━━━━━ The records

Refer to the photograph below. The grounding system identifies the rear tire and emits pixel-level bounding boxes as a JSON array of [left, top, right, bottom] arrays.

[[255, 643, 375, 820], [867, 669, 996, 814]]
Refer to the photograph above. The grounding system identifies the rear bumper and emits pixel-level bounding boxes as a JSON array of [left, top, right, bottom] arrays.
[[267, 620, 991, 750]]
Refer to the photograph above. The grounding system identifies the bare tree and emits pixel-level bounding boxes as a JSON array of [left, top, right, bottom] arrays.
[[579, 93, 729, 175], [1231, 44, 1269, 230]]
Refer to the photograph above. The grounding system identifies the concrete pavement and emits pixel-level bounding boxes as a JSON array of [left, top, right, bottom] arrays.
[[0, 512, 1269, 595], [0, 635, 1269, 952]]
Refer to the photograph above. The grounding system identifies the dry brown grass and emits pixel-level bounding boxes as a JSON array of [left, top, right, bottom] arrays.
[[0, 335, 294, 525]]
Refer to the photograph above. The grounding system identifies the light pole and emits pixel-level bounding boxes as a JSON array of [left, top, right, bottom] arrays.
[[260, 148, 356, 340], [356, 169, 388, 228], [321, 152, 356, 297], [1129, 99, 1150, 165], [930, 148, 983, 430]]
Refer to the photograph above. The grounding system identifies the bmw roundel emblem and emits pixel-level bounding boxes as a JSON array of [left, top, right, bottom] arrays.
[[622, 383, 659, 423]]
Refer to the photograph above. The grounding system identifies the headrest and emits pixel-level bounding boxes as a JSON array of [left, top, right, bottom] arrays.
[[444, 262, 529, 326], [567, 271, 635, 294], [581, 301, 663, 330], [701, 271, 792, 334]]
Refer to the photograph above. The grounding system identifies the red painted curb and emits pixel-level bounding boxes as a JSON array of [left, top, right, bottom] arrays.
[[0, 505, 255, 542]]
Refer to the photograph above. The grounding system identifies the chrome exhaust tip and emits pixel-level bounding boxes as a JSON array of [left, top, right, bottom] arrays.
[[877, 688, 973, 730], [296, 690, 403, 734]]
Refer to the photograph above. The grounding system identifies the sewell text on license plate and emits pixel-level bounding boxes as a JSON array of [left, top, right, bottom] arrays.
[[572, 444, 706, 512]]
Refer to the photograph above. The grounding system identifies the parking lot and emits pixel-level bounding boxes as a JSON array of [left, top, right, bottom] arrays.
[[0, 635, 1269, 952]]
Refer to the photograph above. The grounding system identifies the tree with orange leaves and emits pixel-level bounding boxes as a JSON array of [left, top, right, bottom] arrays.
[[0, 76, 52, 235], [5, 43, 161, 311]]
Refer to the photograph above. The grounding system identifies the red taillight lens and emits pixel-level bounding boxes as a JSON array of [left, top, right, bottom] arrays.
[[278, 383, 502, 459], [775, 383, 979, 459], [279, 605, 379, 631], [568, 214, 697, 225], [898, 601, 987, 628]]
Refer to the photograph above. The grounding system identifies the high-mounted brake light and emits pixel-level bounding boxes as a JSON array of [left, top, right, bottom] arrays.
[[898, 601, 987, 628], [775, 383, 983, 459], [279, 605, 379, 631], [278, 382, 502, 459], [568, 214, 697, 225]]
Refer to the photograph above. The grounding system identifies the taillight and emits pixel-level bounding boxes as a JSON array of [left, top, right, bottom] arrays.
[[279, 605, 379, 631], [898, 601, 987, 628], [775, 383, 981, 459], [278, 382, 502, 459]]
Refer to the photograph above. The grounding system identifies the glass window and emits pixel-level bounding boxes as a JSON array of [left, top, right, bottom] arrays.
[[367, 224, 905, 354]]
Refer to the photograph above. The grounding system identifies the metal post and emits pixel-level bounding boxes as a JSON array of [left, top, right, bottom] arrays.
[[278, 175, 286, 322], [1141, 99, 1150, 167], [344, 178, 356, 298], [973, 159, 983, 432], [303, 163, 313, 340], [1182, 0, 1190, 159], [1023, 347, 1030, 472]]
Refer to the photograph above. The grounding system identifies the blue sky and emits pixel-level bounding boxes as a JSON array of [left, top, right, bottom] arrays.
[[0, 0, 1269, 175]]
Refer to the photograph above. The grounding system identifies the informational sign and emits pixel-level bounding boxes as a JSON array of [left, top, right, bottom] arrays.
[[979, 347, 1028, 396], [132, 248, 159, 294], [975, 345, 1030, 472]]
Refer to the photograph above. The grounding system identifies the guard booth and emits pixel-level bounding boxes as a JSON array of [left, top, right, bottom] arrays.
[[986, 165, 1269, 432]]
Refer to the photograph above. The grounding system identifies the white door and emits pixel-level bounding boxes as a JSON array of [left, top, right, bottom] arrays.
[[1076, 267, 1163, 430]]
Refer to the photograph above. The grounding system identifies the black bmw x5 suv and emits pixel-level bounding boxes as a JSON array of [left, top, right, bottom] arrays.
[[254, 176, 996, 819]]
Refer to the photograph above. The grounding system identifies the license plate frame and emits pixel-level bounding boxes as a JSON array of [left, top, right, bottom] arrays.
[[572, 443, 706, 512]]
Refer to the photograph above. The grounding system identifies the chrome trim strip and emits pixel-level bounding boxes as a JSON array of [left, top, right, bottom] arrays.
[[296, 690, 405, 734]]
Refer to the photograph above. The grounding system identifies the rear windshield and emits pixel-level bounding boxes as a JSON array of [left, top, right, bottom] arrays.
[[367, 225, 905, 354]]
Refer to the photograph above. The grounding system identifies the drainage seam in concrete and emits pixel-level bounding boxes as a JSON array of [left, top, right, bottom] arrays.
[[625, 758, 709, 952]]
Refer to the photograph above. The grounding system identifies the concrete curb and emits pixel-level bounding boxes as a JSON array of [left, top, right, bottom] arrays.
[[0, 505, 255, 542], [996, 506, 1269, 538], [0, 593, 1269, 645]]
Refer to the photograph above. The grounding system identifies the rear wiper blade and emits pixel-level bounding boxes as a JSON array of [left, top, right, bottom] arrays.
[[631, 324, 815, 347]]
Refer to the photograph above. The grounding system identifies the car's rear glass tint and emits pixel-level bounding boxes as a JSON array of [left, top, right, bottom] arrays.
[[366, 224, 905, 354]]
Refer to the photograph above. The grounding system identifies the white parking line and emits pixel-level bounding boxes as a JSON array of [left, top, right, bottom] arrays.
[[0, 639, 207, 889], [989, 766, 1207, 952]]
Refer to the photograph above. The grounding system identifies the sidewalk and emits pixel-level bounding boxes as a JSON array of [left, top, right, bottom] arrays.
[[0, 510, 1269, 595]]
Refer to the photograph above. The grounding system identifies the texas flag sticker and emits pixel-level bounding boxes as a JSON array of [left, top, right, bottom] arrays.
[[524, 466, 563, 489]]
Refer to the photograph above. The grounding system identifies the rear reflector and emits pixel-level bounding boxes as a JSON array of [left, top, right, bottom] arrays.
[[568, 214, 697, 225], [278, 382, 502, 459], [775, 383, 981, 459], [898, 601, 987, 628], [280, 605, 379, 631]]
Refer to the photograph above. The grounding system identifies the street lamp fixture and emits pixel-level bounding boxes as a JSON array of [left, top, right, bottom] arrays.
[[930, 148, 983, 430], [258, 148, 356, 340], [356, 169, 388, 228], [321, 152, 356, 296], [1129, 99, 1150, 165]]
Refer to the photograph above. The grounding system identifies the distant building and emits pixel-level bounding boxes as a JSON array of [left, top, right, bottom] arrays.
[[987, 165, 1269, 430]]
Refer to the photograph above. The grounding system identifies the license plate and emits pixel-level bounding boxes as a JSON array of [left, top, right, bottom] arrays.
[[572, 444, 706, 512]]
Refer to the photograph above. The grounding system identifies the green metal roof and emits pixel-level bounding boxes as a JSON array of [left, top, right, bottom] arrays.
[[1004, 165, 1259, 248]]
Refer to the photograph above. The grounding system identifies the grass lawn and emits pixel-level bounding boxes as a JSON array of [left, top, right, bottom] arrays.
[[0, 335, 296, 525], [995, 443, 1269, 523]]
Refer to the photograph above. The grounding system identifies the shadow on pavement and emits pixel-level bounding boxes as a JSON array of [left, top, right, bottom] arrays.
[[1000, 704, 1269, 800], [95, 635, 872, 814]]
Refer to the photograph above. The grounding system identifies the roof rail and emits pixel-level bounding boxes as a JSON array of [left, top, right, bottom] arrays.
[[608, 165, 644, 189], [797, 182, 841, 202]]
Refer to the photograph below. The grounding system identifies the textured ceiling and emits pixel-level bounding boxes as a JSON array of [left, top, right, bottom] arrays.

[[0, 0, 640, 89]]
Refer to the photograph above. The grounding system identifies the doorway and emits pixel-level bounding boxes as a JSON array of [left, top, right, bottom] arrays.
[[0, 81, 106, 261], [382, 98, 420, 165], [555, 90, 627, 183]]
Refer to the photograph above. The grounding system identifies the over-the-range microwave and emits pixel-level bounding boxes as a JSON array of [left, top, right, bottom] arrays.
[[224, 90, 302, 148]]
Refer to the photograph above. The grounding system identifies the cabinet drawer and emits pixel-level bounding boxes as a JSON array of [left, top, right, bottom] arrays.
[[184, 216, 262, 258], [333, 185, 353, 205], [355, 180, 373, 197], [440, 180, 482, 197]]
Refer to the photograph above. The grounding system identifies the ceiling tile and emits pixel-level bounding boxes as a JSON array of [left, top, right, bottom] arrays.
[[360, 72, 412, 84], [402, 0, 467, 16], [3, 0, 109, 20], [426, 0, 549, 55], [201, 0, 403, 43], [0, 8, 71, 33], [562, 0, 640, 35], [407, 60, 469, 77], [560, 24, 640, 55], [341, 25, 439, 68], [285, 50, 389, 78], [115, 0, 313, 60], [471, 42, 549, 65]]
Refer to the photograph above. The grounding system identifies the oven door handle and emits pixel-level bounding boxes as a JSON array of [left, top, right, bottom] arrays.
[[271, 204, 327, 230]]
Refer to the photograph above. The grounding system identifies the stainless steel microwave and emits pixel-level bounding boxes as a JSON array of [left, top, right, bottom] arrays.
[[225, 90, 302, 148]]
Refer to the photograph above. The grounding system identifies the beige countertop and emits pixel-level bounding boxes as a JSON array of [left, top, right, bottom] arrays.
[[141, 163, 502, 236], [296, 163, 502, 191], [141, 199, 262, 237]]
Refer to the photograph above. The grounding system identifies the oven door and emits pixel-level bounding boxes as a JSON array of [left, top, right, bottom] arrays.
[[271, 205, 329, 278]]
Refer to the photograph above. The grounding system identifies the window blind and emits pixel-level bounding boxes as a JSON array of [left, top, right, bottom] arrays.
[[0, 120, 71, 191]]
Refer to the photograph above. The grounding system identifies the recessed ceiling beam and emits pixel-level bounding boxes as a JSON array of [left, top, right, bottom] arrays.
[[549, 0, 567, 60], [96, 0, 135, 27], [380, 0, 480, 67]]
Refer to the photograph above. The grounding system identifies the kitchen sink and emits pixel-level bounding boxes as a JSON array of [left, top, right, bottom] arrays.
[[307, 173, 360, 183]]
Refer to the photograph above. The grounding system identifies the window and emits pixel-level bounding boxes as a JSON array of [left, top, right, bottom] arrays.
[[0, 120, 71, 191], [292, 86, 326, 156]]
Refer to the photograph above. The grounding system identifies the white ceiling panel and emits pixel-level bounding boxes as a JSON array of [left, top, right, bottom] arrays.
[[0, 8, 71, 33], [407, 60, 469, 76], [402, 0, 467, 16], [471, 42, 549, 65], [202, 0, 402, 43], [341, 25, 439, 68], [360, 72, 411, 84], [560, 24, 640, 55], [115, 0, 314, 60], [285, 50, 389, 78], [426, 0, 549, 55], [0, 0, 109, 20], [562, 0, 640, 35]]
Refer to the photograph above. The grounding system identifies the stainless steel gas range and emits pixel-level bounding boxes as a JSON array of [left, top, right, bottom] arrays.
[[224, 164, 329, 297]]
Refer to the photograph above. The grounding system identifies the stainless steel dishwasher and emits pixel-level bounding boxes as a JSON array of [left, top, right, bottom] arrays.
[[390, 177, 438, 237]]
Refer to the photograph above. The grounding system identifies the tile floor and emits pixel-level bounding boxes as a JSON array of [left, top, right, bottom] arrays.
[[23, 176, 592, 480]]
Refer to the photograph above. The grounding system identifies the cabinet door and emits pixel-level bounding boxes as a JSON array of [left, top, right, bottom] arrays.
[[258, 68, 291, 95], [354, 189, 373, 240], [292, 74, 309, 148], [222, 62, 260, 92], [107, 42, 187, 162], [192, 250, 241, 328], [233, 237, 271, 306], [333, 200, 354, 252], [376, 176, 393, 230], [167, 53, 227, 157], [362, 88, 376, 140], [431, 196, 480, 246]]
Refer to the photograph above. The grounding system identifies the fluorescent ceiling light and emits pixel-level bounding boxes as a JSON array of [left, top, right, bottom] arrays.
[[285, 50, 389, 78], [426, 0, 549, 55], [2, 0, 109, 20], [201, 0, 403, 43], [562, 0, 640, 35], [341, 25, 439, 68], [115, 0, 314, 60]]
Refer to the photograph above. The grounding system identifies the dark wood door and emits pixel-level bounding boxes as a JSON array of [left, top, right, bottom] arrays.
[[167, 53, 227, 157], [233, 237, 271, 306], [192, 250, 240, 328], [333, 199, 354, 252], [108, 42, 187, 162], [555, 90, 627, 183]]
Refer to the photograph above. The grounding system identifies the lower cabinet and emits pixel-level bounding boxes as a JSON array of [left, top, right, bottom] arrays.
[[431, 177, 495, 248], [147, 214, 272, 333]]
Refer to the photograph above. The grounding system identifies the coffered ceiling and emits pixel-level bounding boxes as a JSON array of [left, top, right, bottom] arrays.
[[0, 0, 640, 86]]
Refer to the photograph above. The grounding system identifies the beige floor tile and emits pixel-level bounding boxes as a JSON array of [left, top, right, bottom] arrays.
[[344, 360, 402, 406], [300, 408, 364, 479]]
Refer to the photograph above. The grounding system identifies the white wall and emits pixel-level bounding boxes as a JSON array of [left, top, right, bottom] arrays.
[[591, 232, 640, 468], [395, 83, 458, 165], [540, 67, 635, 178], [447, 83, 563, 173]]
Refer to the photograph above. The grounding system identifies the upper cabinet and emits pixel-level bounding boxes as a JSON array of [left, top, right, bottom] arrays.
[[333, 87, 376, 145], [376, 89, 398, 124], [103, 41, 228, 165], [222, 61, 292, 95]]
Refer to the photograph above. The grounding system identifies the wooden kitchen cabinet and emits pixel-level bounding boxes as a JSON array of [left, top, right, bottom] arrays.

━━━━━━━━━━

» What you will do
Please format the lines of the entries between the one holding "identifies the metal" and the one holding "[[367, 225, 905, 354]]", inclusive, as a Markdown table with the columns Row and Line, skipping blank lines.

» Solution to this exercise
| Row | Line |
|---|---|
| 1 | Refer to the photograph above. The grounding system identifies the metal post and emits pixel-level bounding boxes as a JSON array of [left, top, right, bottom] arrays. |
| 2 | [[278, 175, 286, 322], [1141, 99, 1150, 167], [344, 178, 356, 298], [973, 159, 983, 432], [303, 163, 313, 340], [1182, 0, 1190, 159], [1023, 347, 1030, 472]] |
| 3 | Refer to the photograph above. The grounding system identifies the blue sky and emits pixel-level bounding boxes as a JSON array of [left, top, right, bottom] arrays. |
| 4 | [[0, 0, 1269, 175]] |
| 5 | Refer to the photograph above. The grounding system identifies the informational sign and emits pixel-level bounding boxes as a JSON array of [left, top, right, bottom] arrays. |
| 6 | [[979, 347, 1028, 396], [132, 248, 159, 294], [975, 345, 1030, 472]] |
| 7 | Refer to the photograph above. The grounding system identifies the guard booth and emits pixel-level bounding boxes as a JSON array of [left, top, right, bottom] arrays. |
| 8 | [[986, 165, 1269, 432]] |
| 9 | Refer to the photograph above. The grounding system identifies the white door and emits pixel-level bounding boxes as a JSON array of [left, top, right, bottom] arrays. |
| 10 | [[1076, 267, 1163, 430]] |
| 11 | Refer to the photograph above. The grounding system identifies the black bmw x5 suv and emits pixel-level bounding boxes as a JSON array of [left, top, right, bottom] arrays. |
| 12 | [[254, 176, 996, 819]] |
| 13 | Refer to the photograph above. The grounding system identifies the license plate frame and emits pixel-level bounding boxes as a JSON array of [left, top, right, bottom] arrays. |
| 14 | [[572, 443, 706, 512]] |
| 15 | Refer to the photograph above. The grounding system identifies the chrome trim strip and emits pixel-level bounding boxes as a JSON array of [left, top, right, bottom] arrays. |
| 16 | [[296, 690, 405, 734]] |
| 17 | Refer to the photograph above. The grounding system identifies the rear windshield and emits pixel-level bounding boxes as a JSON array of [left, top, right, bottom] arrays. |
| 18 | [[367, 225, 905, 354]] |